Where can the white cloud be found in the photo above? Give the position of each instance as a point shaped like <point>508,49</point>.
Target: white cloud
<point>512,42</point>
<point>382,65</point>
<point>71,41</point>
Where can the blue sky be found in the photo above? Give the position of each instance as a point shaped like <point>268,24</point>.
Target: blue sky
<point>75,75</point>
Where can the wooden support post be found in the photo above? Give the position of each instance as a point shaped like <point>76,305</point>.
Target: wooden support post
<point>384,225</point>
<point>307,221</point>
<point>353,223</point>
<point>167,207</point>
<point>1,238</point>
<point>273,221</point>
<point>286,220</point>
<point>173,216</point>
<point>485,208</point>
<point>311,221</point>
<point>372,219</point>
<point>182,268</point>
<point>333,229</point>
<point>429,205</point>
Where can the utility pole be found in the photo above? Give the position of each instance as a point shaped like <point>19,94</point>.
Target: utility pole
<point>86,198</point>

^^^^^^^^

→ **Job**:
Rewrite all of the items above, putting "timber post" wherever "wooden support post" appears and keeping everything else the same.

→ **Task result**:
Where can the white cloud be found in the photo above? Give the position of each instance as a point shaped like <point>508,49</point>.
Target: white cloud
<point>512,42</point>
<point>382,65</point>
<point>71,41</point>
Where can the blue sky be found in the photo above? Give the position of each instance as a point shaped like <point>268,24</point>.
Target: blue sky
<point>75,75</point>
Where can the timber post be found in the photo above? Give the position of each instance as a point shaped like <point>76,305</point>.
Target: timber post
<point>384,225</point>
<point>307,221</point>
<point>353,223</point>
<point>167,207</point>
<point>1,238</point>
<point>273,221</point>
<point>286,220</point>
<point>173,216</point>
<point>485,208</point>
<point>311,221</point>
<point>372,219</point>
<point>182,268</point>
<point>333,229</point>
<point>429,205</point>
Where can the utility pole be found in the photo above? Give the position of each instance as a point shaped like <point>19,94</point>.
Target: utility pole
<point>86,198</point>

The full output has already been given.